Would it be possible to write out each entry below exactly, without the pictures?
===== MATERIAL SUPPLIED
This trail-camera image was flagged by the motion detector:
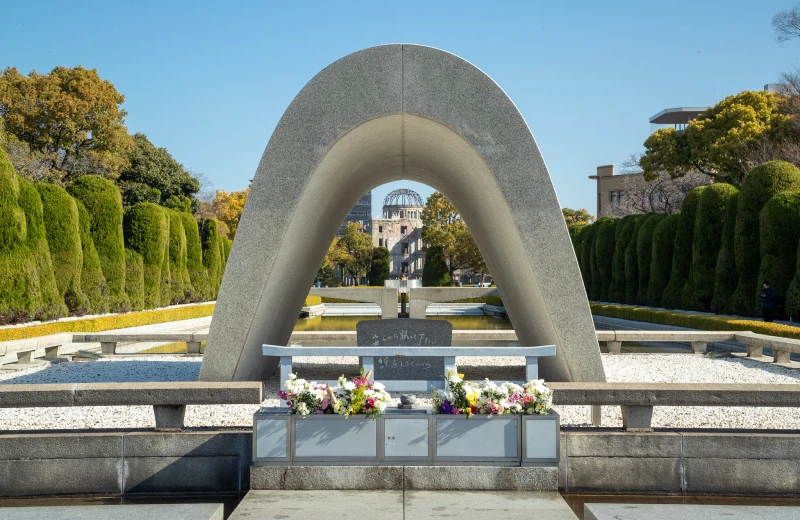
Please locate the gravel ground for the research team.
[0,354,800,431]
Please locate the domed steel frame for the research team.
[383,188,425,208]
[200,44,605,381]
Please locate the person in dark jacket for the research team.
[761,280,775,321]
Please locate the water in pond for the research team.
[294,316,513,332]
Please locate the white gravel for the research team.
[0,354,800,431]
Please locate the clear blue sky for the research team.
[0,0,800,213]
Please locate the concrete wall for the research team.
[559,430,800,495]
[0,430,800,496]
[0,431,252,496]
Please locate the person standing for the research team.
[761,280,775,322]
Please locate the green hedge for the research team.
[683,183,739,311]
[165,209,194,305]
[622,215,651,303]
[590,303,800,339]
[177,212,211,302]
[75,200,109,314]
[647,215,681,307]
[661,186,705,309]
[608,215,635,303]
[711,190,739,314]
[579,224,597,299]
[36,183,89,316]
[124,202,169,309]
[422,246,453,287]
[608,215,642,303]
[628,213,667,304]
[67,175,130,312]
[125,249,144,311]
[786,244,800,321]
[200,218,223,300]
[753,191,800,318]
[592,217,618,301]
[0,148,41,325]
[158,210,172,307]
[19,178,67,320]
[733,161,800,316]
[0,303,215,341]
[367,247,392,285]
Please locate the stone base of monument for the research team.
==========
WRITTEN SOLUTION –
This trail-camera image was flagged by the motion detector:
Please locate the gravel ground for the research team.
[0,354,800,431]
Please locate the domed steel frame for the research team.
[383,188,425,208]
[200,44,605,381]
Please locate the person in dark jacket for the research team.
[761,280,775,321]
Please locate the water in pond for the research team.
[294,316,513,332]
Please locate the white gravel for the research team.
[0,354,800,431]
Please locate the clear blue sky for the research team.
[0,0,800,213]
Please locate the concrete wall for the research team.
[559,430,800,495]
[0,430,800,496]
[0,431,252,496]
Please locate the person standing for the research team.
[761,280,775,322]
Please locate the green hedge for the research team.
[683,183,739,311]
[165,209,194,305]
[622,215,651,303]
[590,303,800,339]
[177,212,211,302]
[75,200,109,314]
[647,215,681,307]
[661,186,705,309]
[608,215,635,303]
[711,190,739,314]
[579,224,597,299]
[36,183,89,316]
[124,202,169,309]
[422,246,453,287]
[608,215,642,303]
[628,213,667,304]
[67,175,130,312]
[125,249,144,311]
[786,244,800,321]
[200,218,223,300]
[753,191,800,318]
[592,217,618,301]
[0,148,41,325]
[158,210,172,307]
[19,178,67,320]
[733,161,800,316]
[0,303,215,341]
[367,247,392,285]
Please locate the stone base of monument for the research team.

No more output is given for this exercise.